DATA EXCERPTS:
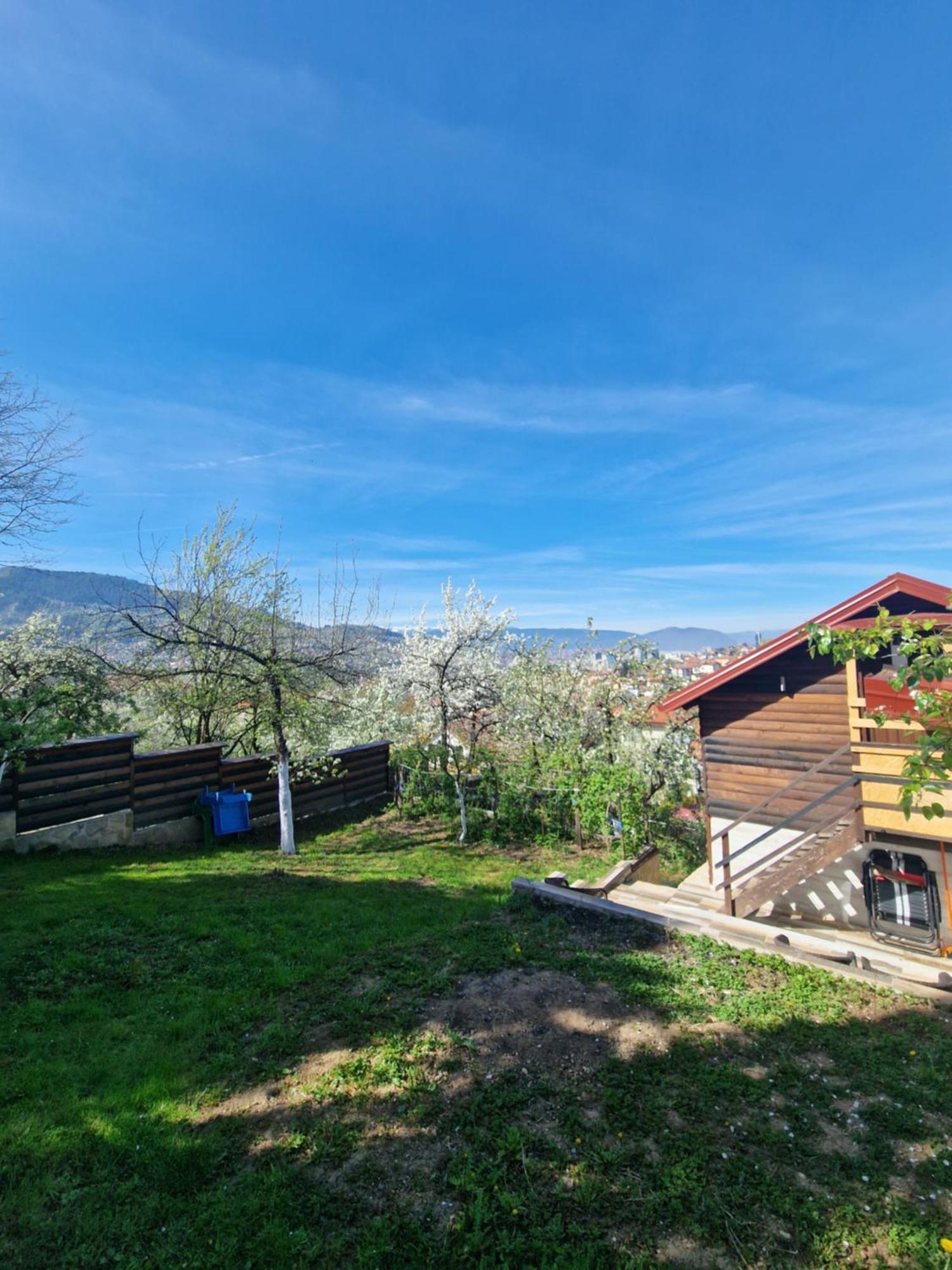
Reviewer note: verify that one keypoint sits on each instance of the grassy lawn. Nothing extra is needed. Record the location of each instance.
(371, 1055)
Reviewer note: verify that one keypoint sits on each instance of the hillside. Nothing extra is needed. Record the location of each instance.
(74, 598)
(77, 598)
(670, 639)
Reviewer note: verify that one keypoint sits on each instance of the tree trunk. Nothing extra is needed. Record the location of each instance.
(285, 811)
(461, 801)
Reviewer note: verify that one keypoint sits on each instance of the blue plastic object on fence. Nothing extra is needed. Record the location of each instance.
(232, 812)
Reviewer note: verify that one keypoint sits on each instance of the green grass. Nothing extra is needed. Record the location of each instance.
(225, 1059)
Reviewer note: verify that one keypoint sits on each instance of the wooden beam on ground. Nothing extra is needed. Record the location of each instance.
(733, 932)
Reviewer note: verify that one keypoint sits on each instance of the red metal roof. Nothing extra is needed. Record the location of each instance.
(897, 584)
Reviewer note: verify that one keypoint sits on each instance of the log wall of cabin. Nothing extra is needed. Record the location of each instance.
(765, 728)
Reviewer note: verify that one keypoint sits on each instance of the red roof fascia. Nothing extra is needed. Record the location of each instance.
(840, 615)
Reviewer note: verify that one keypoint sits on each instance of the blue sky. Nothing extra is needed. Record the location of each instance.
(642, 312)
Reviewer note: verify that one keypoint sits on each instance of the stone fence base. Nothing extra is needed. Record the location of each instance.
(116, 830)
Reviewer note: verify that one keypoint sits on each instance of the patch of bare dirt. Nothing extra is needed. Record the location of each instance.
(682, 1252)
(836, 1141)
(541, 1022)
(276, 1098)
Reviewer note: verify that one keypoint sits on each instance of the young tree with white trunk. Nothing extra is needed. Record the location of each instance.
(454, 681)
(221, 603)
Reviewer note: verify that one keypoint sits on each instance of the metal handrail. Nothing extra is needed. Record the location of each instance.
(810, 772)
(786, 849)
(795, 816)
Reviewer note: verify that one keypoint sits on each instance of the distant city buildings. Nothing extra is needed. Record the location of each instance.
(695, 666)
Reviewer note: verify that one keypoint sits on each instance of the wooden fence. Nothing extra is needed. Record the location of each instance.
(105, 774)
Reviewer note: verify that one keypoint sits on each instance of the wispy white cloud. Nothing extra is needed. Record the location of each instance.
(232, 460)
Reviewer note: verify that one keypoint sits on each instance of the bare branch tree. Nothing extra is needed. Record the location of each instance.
(37, 450)
(225, 623)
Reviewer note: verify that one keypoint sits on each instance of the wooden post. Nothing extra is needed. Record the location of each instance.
(727, 869)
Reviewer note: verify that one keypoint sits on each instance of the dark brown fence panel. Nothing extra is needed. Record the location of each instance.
(102, 774)
(167, 783)
(72, 782)
(362, 773)
(8, 802)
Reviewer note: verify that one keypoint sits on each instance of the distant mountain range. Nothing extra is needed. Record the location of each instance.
(668, 639)
(76, 599)
(73, 598)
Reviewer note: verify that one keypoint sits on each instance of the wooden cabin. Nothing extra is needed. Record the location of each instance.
(802, 787)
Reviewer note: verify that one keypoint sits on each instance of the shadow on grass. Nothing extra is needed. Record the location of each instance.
(289, 1006)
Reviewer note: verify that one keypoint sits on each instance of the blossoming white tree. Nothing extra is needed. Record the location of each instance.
(453, 680)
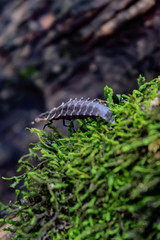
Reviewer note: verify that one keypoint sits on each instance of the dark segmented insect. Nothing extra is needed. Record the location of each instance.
(78, 108)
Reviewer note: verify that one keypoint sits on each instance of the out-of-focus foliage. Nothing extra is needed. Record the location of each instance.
(101, 182)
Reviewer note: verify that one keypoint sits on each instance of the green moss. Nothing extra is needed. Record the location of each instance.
(102, 182)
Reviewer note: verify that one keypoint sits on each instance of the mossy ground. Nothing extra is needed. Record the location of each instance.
(102, 182)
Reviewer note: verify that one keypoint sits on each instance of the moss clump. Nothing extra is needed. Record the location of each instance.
(102, 182)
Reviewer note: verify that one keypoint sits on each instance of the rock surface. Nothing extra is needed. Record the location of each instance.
(53, 50)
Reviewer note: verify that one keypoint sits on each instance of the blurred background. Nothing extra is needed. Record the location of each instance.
(53, 50)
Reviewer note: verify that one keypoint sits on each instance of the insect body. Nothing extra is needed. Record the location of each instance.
(77, 108)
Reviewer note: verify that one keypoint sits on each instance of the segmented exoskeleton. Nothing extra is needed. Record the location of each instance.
(77, 108)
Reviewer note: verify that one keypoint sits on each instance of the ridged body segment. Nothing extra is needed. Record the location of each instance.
(78, 108)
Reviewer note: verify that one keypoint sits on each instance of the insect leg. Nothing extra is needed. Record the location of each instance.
(64, 123)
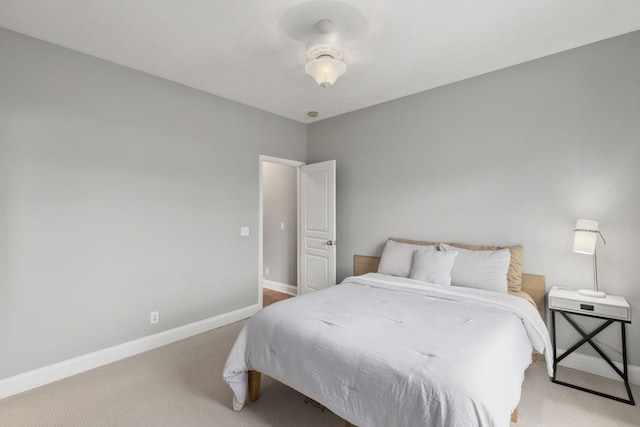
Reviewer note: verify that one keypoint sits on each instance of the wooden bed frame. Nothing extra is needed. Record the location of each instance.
(532, 284)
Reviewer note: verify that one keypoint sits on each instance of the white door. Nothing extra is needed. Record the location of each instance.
(317, 237)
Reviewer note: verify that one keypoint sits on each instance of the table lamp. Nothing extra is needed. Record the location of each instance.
(585, 239)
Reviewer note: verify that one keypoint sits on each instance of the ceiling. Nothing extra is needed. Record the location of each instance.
(242, 50)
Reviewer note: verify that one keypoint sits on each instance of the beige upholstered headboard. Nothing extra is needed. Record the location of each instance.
(532, 284)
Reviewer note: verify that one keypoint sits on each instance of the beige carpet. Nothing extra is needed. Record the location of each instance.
(181, 385)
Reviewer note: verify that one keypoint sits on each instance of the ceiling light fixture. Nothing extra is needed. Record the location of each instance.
(325, 59)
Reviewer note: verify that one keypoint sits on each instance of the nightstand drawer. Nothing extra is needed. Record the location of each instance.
(609, 307)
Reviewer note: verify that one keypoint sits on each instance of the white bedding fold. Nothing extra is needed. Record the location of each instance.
(381, 351)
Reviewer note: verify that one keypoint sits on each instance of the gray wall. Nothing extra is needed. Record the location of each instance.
(514, 156)
(280, 205)
(120, 193)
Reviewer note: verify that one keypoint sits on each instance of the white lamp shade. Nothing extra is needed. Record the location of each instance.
(325, 70)
(585, 236)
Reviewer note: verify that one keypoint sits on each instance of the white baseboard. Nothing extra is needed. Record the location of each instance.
(597, 366)
(45, 375)
(280, 287)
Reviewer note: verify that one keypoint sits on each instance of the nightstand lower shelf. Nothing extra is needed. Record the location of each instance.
(587, 338)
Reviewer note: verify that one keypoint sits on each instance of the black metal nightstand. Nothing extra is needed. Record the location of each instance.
(611, 309)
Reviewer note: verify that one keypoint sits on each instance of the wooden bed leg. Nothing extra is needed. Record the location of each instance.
(514, 415)
(254, 385)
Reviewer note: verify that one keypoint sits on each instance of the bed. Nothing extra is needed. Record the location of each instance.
(383, 349)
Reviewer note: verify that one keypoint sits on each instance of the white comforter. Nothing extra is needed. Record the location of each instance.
(383, 351)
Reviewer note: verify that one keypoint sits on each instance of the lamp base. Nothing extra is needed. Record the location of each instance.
(591, 293)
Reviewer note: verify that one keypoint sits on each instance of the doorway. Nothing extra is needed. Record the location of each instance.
(278, 247)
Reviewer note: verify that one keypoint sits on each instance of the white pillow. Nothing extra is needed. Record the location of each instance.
(397, 258)
(480, 269)
(433, 266)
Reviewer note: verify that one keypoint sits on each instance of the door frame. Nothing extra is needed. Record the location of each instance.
(288, 162)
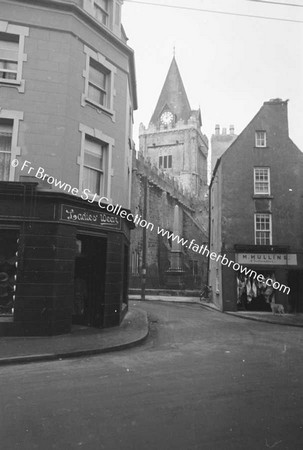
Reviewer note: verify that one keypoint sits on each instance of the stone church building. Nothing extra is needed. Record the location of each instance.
(169, 189)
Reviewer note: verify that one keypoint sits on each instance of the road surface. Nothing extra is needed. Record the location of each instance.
(203, 380)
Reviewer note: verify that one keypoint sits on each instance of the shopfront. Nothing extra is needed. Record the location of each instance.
(63, 261)
(272, 282)
(260, 277)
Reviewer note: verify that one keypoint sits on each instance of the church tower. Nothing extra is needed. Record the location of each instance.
(173, 141)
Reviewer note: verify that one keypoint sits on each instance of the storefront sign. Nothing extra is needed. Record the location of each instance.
(270, 259)
(83, 216)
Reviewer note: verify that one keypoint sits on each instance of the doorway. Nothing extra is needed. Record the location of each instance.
(89, 281)
(295, 282)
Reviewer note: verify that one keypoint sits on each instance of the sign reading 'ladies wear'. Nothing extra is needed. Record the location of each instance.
(83, 216)
(274, 259)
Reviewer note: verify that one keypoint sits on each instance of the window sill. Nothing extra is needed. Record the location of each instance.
(13, 83)
(265, 196)
(100, 107)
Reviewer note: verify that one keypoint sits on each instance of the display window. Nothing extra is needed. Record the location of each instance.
(8, 270)
(254, 295)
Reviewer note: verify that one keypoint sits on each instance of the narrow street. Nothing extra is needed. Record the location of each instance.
(203, 380)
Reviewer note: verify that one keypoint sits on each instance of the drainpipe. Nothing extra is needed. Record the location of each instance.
(143, 271)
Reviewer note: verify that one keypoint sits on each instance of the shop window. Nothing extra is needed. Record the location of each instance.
(99, 82)
(263, 229)
(95, 162)
(12, 54)
(165, 162)
(262, 180)
(193, 267)
(6, 133)
(8, 270)
(94, 165)
(254, 295)
(260, 139)
(135, 263)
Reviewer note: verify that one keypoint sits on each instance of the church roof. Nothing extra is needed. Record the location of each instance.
(173, 96)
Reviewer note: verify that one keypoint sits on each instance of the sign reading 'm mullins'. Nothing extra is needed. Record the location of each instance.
(83, 216)
(273, 259)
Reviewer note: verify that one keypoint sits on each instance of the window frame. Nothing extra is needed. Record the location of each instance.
(19, 33)
(165, 162)
(258, 140)
(15, 117)
(105, 67)
(101, 171)
(263, 230)
(97, 135)
(258, 181)
(105, 12)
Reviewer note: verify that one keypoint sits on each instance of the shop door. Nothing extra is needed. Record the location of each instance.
(89, 282)
(8, 270)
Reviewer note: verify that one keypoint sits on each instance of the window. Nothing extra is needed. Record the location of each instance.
(260, 138)
(101, 11)
(165, 162)
(263, 232)
(93, 167)
(193, 267)
(6, 133)
(9, 48)
(12, 54)
(135, 263)
(99, 82)
(9, 150)
(262, 180)
(95, 162)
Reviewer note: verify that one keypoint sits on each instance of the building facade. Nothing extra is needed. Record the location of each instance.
(220, 141)
(256, 217)
(170, 212)
(173, 141)
(68, 92)
(170, 186)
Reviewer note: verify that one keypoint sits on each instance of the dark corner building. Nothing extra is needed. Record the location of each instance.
(256, 216)
(68, 92)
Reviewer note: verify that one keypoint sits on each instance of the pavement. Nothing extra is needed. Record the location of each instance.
(82, 341)
(283, 319)
(133, 331)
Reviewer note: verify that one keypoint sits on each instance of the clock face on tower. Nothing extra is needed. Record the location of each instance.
(167, 117)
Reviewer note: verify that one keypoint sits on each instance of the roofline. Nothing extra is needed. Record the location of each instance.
(97, 26)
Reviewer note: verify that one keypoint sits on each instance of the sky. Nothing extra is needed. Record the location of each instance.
(229, 64)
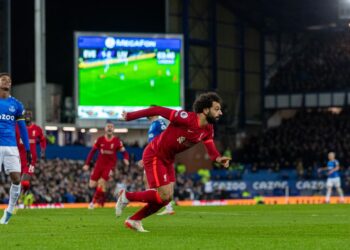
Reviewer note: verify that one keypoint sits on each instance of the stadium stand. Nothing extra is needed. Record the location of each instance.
(322, 65)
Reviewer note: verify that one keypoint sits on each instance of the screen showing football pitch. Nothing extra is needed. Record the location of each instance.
(116, 72)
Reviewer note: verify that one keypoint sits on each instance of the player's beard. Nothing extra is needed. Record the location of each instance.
(211, 119)
(5, 89)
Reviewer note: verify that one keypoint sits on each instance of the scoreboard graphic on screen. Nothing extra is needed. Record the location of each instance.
(116, 72)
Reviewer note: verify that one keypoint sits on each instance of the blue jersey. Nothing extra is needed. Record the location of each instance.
(10, 111)
(156, 128)
(331, 165)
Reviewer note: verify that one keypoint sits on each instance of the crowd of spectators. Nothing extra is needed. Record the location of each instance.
(301, 142)
(322, 65)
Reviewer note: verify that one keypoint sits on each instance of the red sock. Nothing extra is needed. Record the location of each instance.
(102, 198)
(148, 210)
(25, 185)
(97, 195)
(148, 196)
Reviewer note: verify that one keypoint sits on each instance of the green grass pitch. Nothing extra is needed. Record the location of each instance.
(137, 83)
(230, 227)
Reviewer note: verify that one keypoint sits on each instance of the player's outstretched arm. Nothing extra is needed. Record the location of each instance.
(125, 156)
(164, 112)
(224, 161)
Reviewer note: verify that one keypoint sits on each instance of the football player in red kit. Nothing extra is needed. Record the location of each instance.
(184, 131)
(107, 146)
(36, 135)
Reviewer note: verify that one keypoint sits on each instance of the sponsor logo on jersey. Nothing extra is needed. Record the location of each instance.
(12, 109)
(181, 139)
(7, 117)
(183, 115)
(200, 136)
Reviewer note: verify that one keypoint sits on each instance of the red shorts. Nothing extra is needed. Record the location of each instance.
(101, 172)
(159, 172)
(25, 169)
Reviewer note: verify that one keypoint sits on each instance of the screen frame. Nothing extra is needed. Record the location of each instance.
(78, 34)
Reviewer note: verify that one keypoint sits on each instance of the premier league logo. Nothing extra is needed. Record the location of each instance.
(12, 109)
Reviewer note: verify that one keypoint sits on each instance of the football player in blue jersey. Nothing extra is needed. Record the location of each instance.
(333, 177)
(11, 111)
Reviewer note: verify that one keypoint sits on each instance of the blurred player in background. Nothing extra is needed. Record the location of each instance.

TO DO: Please copy exactly, and only, the lines from the line containing "player in blue" through the last line of the records, with both ends included.

TASK SOLUTION:
Reviewer note: verify that one keypoint sits on each instance of the football player in blue jersey. Nothing extra is needed. Record the location of each instance.
(333, 177)
(11, 111)
Reviewer note: verify that one keypoint sits on each instance of the blurred player in background. Nothing extra is needed. Record the location of each instance.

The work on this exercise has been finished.